** START Input **

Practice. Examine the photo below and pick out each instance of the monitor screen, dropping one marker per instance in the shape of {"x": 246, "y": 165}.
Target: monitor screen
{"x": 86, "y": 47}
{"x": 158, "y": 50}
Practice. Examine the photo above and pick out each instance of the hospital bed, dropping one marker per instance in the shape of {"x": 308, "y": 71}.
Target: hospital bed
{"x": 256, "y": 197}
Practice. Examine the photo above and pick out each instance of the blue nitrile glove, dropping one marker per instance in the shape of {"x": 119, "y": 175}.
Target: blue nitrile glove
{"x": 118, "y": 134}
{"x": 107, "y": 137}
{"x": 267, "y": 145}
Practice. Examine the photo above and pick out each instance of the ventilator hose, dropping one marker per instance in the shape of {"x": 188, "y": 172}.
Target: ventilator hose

** END Input **

■ **Required work**:
Turn all the data above into a numbered list, one line per item, and skip any blank lines.

■ **Answer to this problem**:
1. Practice. Examine the photo below and pick out each instance of the monitor screen, dropping one marker per instance in the shape of {"x": 246, "y": 165}.
2. Target: monitor screen
3. {"x": 86, "y": 47}
4. {"x": 158, "y": 50}
5. Practice. Examine the photo above and pick out each instance of the hospital bed, dropping one marker per instance in the shape of {"x": 308, "y": 71}.
6. Target: hospital bed
7. {"x": 256, "y": 197}
8. Practice. Examine the photo above and pick out each instance of the blue nitrile glove, dropping one marker per instance in the shape of {"x": 119, "y": 175}.
9. Target: blue nitrile glove
10. {"x": 118, "y": 134}
11. {"x": 107, "y": 137}
12. {"x": 267, "y": 145}
13. Practice. Examine the photo above and pick out each instance of the ventilator hose, dropping one marker per instance in the shape of {"x": 188, "y": 172}.
14. Target: ventilator hose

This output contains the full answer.